Dataset entries
- - - - - - -

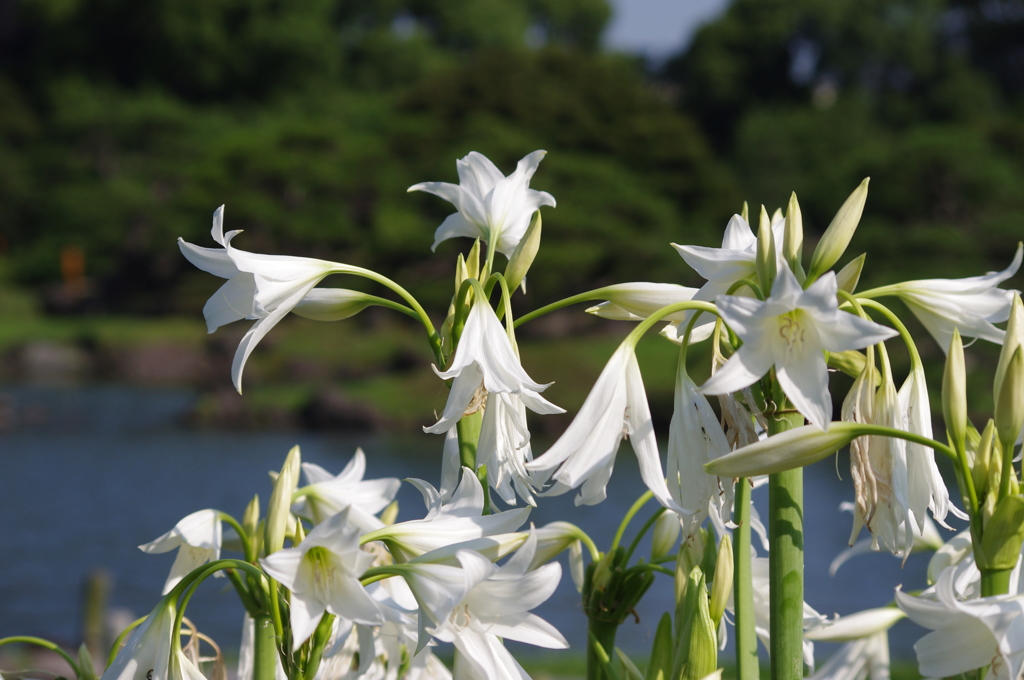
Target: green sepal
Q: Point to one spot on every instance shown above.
(1000, 545)
(840, 231)
(85, 669)
(522, 256)
(696, 641)
(765, 262)
(849, 275)
(279, 511)
(473, 262)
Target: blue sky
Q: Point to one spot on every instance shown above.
(657, 28)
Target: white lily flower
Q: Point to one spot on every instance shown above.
(260, 287)
(927, 489)
(198, 539)
(791, 330)
(504, 447)
(967, 635)
(858, 660)
(480, 604)
(485, 357)
(929, 539)
(492, 207)
(695, 437)
(323, 574)
(971, 304)
(327, 495)
(616, 408)
(147, 651)
(879, 469)
(457, 521)
(723, 267)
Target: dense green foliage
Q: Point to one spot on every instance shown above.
(124, 123)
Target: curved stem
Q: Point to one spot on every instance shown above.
(435, 340)
(748, 665)
(904, 334)
(46, 644)
(635, 508)
(116, 647)
(643, 529)
(749, 284)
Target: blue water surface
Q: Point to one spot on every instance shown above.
(88, 474)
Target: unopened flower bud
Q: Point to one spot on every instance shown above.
(1010, 400)
(721, 587)
(765, 263)
(793, 240)
(1013, 339)
(279, 514)
(522, 256)
(954, 391)
(698, 642)
(838, 236)
(849, 275)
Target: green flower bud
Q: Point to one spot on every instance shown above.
(473, 261)
(1013, 339)
(666, 536)
(659, 665)
(279, 513)
(954, 392)
(522, 256)
(793, 241)
(721, 587)
(986, 467)
(765, 262)
(838, 236)
(1010, 400)
(697, 644)
(1000, 544)
(849, 277)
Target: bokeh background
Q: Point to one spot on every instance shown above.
(125, 123)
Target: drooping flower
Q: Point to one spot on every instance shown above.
(323, 574)
(491, 207)
(260, 287)
(791, 330)
(147, 651)
(448, 523)
(615, 409)
(327, 495)
(695, 437)
(967, 635)
(478, 605)
(504, 447)
(971, 304)
(722, 267)
(927, 490)
(198, 539)
(484, 358)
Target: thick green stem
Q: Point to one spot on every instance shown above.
(264, 649)
(604, 633)
(994, 582)
(785, 566)
(748, 666)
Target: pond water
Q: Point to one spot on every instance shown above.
(89, 474)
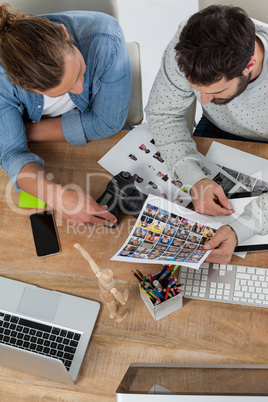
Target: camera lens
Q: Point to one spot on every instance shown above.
(125, 175)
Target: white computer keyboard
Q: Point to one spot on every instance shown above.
(226, 283)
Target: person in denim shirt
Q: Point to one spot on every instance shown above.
(73, 69)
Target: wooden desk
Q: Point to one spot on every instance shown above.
(201, 332)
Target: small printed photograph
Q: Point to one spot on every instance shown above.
(152, 236)
(169, 254)
(138, 255)
(157, 156)
(162, 215)
(187, 250)
(198, 229)
(204, 240)
(132, 156)
(182, 234)
(165, 240)
(134, 241)
(156, 252)
(178, 199)
(139, 232)
(194, 238)
(186, 224)
(193, 259)
(174, 249)
(130, 247)
(143, 147)
(169, 230)
(150, 210)
(174, 220)
(145, 222)
(162, 176)
(161, 247)
(165, 258)
(224, 182)
(157, 226)
(182, 257)
(143, 250)
(137, 178)
(209, 232)
(190, 245)
(177, 243)
(152, 257)
(199, 251)
(260, 186)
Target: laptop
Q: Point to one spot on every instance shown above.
(44, 332)
(193, 383)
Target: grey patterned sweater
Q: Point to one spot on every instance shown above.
(246, 116)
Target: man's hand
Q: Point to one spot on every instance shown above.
(80, 209)
(223, 243)
(208, 198)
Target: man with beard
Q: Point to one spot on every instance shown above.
(219, 57)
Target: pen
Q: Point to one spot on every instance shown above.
(140, 274)
(167, 292)
(136, 276)
(162, 271)
(165, 274)
(155, 291)
(148, 294)
(157, 285)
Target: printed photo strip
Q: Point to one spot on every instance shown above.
(161, 236)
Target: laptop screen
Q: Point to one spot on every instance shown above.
(222, 380)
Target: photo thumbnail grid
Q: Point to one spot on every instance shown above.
(162, 235)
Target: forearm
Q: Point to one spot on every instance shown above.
(45, 130)
(253, 221)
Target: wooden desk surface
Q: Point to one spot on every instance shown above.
(201, 332)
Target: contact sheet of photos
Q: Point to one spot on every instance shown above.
(163, 233)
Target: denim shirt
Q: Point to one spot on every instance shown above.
(102, 107)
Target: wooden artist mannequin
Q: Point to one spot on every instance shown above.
(106, 284)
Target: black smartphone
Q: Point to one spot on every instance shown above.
(44, 233)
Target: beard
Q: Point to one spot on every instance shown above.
(242, 85)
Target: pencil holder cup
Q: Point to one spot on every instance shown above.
(163, 309)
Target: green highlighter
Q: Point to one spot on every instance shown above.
(29, 201)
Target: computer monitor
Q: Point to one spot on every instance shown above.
(194, 383)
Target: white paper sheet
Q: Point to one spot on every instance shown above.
(137, 154)
(245, 166)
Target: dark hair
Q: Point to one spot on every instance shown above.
(32, 50)
(216, 42)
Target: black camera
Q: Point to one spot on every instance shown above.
(121, 195)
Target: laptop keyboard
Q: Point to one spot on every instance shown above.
(226, 283)
(39, 338)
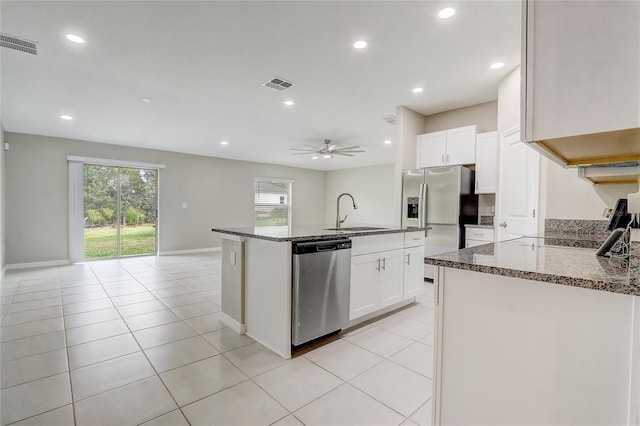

- - - - - - -

> **TASK STATEMENT**:
Your answer should be all lines from the data that contain "water".

> **YOUR RESPONSE**:
Target: blue water surface
Target: pond water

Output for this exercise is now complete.